- Given request 1: Copy from the post about tar's tape device below, beginning at the words "Lyndon Nerenberg lyndon" and stopping after "default to mt1.".

- Passage to read:

[Start]

[TUHS] why does tar have the tape device hard coded into it and why is it mt1 instead of mt0

Lyndon Nerenberg lyndon at orthanc.ca
Sun Dec 13 13:04:17 AEST 2015


On Dec 12, 2015, at 5:41 PM, Norman Wilson <norman at oclsc.org> wrote:

> Anyway, what all this means is that /dev/*mt0 and /dev/*mt1
> both actually meant slave 0 on TU16 controller 0, but mt0
> was 800 bpi and mt1 1600 bpi.  Hence, I would guess, tar's
> default to mt1.

At Athabasca University we had an SI9000 (if I remember the model number correctly) tape drive (vacuum column, no less!) hanging off the 785.  This was a triple-density 800/1600/6250 drive, and I forget what the controller was we had it connected to.  Installing new versions of Ultrix was always fun, because the I/O register that set the density didn't agree with what Ultrix expected the device to do.  We always had to do a little dance on the console to interrupt the installer, manually poke the correct value into a register on the tape controller to set the proper drive density, then continue the installer.  That was my first experience with having to directly frob the hardware on big iron.

[End]

- Data excerpts:

[Start]

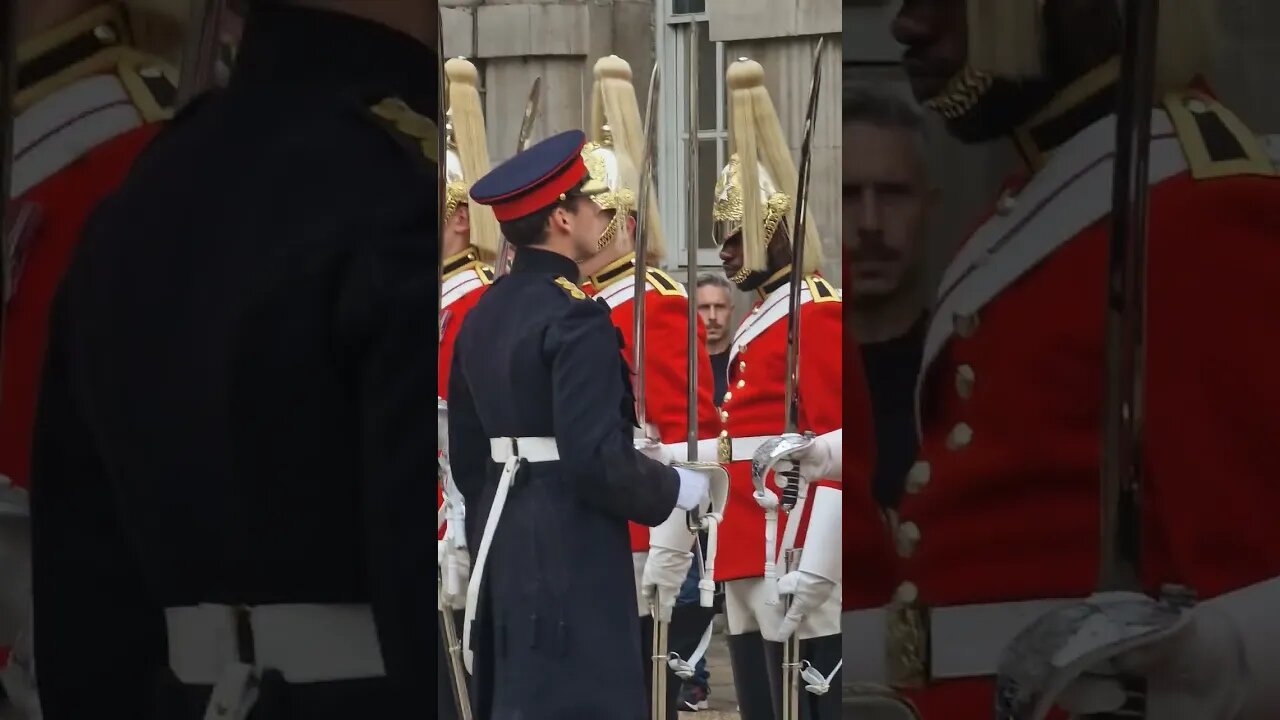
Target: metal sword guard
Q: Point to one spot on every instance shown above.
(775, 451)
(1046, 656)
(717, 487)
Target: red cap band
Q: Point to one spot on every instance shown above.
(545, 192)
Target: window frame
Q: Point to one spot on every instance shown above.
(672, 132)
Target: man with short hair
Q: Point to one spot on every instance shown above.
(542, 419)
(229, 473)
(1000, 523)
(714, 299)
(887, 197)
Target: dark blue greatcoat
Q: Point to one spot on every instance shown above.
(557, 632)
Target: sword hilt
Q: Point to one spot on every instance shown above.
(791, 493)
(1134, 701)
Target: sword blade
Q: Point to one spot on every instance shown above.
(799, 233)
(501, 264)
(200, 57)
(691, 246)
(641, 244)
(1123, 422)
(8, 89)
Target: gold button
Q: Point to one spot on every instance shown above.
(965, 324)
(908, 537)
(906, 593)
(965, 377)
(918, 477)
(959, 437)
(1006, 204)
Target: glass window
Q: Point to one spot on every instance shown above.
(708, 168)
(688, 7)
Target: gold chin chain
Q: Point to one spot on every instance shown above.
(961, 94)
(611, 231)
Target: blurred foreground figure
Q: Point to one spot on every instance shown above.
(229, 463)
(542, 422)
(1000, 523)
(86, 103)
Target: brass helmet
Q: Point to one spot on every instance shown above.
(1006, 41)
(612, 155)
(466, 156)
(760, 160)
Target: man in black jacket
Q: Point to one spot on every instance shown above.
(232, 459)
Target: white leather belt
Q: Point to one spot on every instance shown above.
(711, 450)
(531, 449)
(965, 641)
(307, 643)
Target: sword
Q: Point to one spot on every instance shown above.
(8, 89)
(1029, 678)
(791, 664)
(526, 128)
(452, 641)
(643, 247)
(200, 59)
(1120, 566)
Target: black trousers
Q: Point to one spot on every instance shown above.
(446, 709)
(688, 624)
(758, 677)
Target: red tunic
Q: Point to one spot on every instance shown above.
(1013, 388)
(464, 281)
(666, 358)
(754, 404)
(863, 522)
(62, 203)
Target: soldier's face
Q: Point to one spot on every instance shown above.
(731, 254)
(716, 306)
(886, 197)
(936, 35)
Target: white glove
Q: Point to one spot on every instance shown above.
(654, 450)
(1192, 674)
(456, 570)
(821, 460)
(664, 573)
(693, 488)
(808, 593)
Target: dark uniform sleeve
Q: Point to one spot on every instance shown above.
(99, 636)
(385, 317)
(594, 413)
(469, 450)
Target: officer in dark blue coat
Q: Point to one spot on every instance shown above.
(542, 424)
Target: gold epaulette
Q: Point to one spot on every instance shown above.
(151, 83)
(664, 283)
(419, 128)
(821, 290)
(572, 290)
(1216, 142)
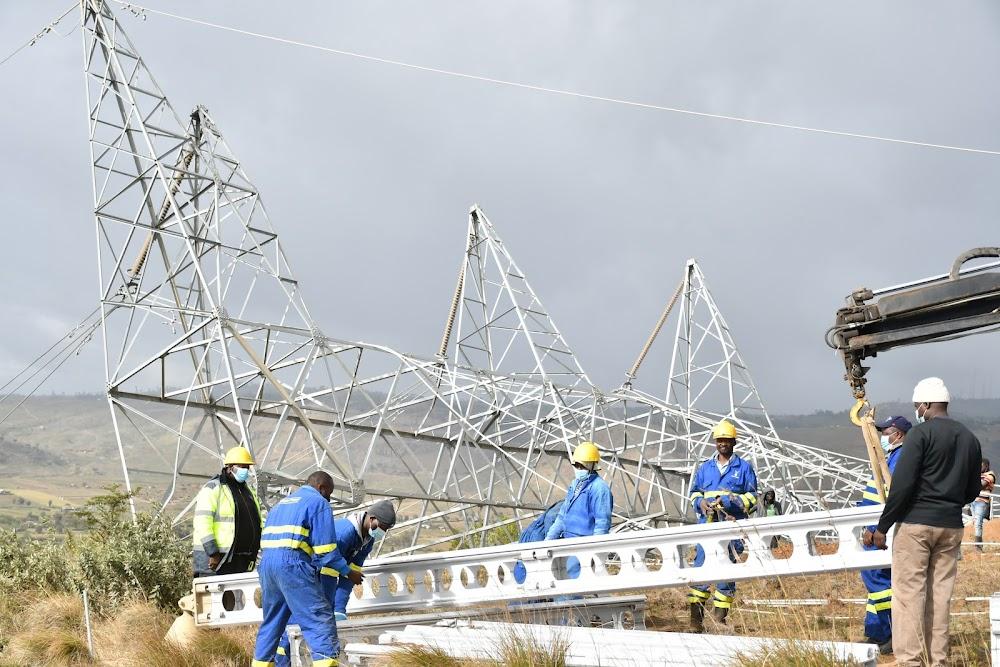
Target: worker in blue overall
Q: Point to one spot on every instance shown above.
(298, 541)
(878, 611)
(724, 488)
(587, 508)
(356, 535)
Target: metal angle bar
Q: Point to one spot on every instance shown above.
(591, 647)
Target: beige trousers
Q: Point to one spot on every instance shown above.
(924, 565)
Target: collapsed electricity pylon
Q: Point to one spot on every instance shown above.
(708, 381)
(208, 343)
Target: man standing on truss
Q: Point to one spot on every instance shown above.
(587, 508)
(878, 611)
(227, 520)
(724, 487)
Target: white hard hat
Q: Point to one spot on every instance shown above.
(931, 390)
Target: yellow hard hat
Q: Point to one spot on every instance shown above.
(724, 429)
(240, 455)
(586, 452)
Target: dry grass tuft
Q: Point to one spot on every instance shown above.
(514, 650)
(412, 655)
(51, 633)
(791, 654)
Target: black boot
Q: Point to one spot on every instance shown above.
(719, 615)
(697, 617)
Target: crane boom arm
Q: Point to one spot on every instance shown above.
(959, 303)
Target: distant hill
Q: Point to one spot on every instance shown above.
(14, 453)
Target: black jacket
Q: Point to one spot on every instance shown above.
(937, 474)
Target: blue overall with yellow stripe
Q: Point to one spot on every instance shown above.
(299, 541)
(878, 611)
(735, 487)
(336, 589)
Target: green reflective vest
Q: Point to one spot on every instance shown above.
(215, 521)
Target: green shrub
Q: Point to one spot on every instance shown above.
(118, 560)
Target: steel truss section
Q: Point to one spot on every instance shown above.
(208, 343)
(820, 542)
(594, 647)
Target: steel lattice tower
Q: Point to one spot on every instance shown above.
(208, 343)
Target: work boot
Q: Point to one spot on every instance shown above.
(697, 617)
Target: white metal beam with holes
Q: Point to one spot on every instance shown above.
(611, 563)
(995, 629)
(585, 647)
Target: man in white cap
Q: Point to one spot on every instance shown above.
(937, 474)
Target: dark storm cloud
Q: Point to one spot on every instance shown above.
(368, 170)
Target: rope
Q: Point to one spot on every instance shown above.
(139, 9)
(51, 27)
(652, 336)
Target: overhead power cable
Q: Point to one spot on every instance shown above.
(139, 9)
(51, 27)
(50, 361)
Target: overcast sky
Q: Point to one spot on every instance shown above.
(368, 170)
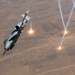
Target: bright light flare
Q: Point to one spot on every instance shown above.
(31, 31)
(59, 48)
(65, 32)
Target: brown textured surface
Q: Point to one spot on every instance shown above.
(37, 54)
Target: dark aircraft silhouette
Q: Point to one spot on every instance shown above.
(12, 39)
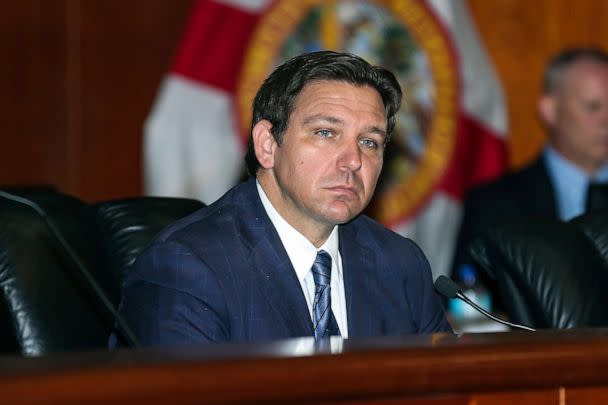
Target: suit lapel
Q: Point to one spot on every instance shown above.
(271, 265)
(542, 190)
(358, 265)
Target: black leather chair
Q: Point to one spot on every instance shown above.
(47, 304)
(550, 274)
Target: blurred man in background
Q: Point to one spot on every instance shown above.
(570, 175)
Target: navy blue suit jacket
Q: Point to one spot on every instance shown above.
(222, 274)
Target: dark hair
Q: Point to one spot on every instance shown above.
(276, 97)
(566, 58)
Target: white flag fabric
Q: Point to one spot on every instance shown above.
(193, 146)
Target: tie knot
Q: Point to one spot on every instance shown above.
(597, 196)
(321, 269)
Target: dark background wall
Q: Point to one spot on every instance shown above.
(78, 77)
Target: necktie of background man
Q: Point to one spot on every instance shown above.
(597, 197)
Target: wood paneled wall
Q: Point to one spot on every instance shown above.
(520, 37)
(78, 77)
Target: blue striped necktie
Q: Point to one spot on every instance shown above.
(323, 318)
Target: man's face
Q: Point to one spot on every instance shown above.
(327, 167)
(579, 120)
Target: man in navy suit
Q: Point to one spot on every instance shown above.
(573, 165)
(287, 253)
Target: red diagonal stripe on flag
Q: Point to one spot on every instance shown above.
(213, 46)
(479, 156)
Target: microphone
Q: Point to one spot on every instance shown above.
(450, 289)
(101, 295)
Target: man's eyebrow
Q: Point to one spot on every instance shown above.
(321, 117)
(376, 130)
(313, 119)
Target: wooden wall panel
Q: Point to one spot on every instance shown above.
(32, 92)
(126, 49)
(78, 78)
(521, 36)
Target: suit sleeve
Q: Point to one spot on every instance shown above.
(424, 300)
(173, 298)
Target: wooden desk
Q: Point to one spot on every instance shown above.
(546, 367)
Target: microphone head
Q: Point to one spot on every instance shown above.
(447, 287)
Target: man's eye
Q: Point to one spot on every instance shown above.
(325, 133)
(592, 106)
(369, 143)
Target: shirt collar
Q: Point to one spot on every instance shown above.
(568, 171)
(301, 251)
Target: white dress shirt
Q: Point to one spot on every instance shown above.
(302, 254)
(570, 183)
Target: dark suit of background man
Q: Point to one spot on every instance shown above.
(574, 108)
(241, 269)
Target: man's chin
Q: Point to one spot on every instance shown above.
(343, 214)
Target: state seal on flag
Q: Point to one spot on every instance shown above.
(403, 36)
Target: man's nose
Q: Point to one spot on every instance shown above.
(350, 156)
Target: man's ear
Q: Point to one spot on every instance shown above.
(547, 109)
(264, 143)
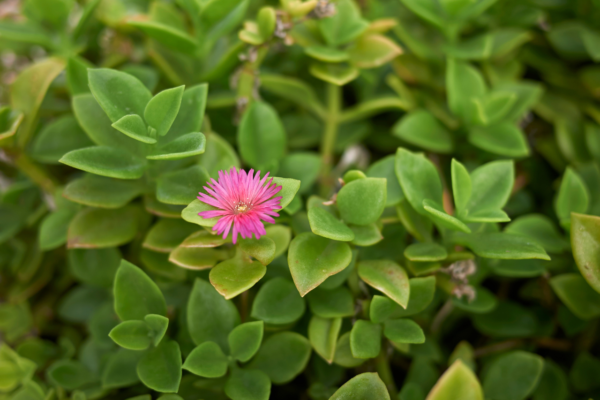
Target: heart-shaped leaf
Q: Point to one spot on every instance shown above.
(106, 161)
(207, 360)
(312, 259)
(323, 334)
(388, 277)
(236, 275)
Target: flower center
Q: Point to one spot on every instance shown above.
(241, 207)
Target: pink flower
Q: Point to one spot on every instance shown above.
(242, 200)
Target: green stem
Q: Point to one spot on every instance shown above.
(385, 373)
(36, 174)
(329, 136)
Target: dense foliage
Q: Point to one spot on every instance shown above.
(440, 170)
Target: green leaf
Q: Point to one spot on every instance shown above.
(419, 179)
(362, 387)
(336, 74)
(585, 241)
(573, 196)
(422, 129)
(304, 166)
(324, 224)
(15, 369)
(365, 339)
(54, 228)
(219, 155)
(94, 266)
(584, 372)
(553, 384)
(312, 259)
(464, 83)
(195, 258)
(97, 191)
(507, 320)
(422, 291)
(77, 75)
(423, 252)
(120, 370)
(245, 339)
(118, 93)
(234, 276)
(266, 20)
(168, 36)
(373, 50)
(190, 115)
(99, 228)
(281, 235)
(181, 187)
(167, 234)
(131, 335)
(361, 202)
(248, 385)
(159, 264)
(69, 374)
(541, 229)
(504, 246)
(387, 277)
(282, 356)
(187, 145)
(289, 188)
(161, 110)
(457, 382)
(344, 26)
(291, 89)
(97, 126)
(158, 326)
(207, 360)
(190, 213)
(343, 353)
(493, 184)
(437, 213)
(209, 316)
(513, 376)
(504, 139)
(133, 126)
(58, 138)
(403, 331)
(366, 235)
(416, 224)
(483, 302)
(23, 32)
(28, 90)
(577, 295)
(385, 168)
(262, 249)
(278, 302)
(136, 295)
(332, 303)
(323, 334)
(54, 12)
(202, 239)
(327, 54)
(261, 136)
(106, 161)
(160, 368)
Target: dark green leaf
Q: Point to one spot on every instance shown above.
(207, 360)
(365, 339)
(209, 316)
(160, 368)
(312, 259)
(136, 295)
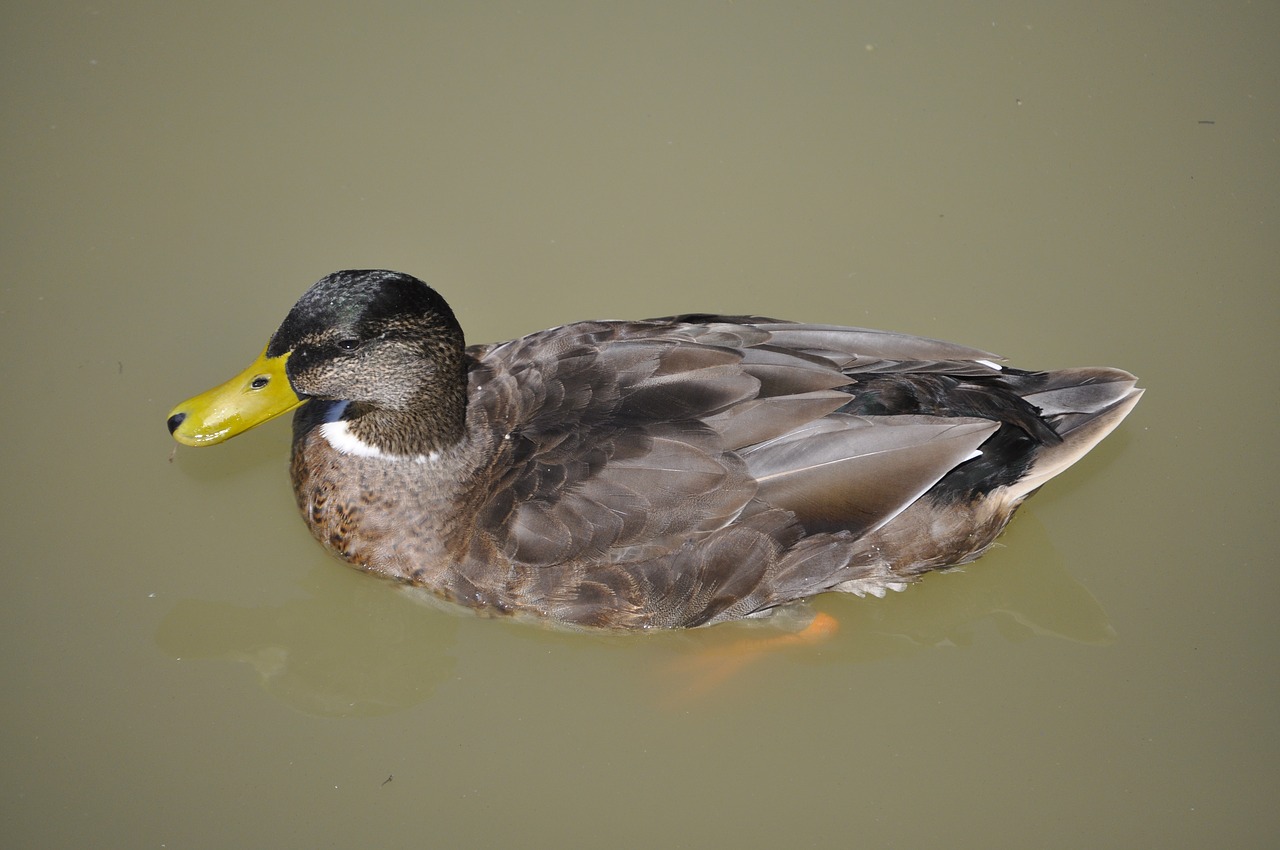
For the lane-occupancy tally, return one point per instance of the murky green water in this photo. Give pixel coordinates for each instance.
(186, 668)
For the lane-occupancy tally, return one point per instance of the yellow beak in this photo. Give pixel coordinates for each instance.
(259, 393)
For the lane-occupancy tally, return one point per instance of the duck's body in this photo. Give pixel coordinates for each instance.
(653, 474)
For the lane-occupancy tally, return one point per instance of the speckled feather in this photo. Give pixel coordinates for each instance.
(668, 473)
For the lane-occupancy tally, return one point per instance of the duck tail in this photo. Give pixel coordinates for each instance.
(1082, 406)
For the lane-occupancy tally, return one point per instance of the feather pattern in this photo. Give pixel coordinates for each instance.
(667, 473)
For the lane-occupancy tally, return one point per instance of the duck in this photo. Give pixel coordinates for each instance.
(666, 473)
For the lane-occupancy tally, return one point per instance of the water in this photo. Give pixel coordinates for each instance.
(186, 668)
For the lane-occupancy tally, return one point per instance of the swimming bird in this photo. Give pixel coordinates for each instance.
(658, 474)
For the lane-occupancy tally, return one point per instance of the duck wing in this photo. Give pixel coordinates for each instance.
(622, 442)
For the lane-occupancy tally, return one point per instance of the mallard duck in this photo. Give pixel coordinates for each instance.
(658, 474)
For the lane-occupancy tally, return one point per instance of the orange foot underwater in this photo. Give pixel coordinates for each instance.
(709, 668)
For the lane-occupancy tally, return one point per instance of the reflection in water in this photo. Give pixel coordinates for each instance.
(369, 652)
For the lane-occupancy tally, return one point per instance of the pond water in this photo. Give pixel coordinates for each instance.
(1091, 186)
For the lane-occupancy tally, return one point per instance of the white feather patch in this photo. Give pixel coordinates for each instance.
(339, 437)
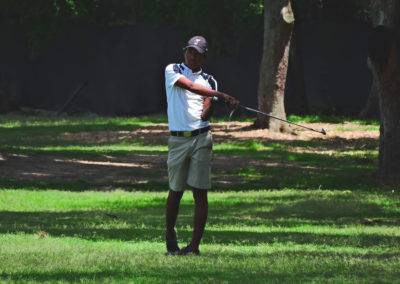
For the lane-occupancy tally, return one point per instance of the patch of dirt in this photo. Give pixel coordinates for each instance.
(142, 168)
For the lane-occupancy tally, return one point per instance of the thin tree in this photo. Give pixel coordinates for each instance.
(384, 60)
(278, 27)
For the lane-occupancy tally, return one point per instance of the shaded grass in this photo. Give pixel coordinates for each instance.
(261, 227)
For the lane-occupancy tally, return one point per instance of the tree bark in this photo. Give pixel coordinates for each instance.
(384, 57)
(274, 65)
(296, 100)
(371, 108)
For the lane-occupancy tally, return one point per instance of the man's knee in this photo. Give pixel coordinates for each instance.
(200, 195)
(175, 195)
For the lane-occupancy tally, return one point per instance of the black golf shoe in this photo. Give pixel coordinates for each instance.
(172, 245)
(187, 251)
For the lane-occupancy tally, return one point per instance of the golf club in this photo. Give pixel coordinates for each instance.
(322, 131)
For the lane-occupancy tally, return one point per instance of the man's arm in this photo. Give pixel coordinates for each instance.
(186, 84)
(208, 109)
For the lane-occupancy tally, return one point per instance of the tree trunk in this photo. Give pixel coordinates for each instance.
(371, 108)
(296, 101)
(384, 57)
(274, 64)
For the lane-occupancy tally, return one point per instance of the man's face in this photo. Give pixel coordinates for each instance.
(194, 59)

[End]

- Given request 2: Count the lines of the records above that contain the string "sleeve", and give only the number.

- Complete response 1:
Lyndon Nerenberg lyndon at orthanc.ca
Sun Dec 13 13:04:17 AEST 2015


On Dec 12, 2015, at 5:41 PM, Norman Wilson <norman at oclsc.org> wrote:

> Anyway, what all this means is that /dev/*mt0 and /dev/*mt1
> both actually meant slave 0 on TU16 controller 0, but mt0
> was 800 bpi and mt1 1600 bpi.  Hence, I would guess, tar's
> default to mt1.

- Complete response 2: 2